## THE REQUEST:
Answer these questions from the Conformance text below:
(a) How many fixtures does the spec ship today, and how do they divide?
(b) What format do implementations under test use to communicate, and through which channels?
(c) According to the text, how long is the script that a Python implementation needs?

## PASSAGE:
Conformance

The conformance runner exists so that AITP implementations in any language can be validated against the same fixtures. This page covers two things: the adapter protocol and runner architecture (how any implementation is driven), and the v0.1 conformance matrix (where aitp-rs stands today — jump to the matrix).

Scope

A conformance fixture is a JSON file describing a scenario and expected outcome. The runner's job is to feed each fixture's input into an implementation, observe what comes out, and assert it matches the expected outcome. The spec ships 44 fixtures today (37 core + 7 draft); the count grows with the spec.

The architectural question: how does the runner talk to an implementation?

Decision: subprocess over FFI

Implementations under test are spawned as child processes. They speak NDJSON over stdin/stdout. The runner is a Rust binary; the adapters can be written in any language.

Rationale:

  • Language-agnostic. A Python implementation needs only a 100-line Python script that reads stdin, dispatches, writes stdout.
  • Process isolation. Adapter bugs can't corrupt the runner; a crash is observable, not catastrophic.
  • Implementation-private state. Each adapter holds its own keypairs and session state.

## DATA:
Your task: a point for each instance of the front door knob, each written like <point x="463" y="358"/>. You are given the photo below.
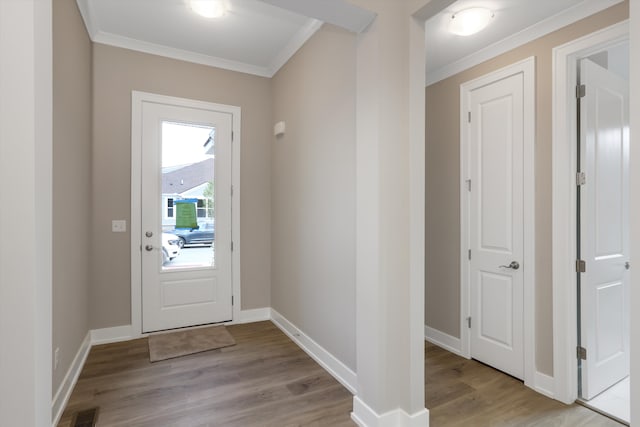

## RESPONSE:
(a) 44 fixtures: 37 core and 7 draft.
(b) NDJSON over stdin/stdout.
(c) About 100 lines.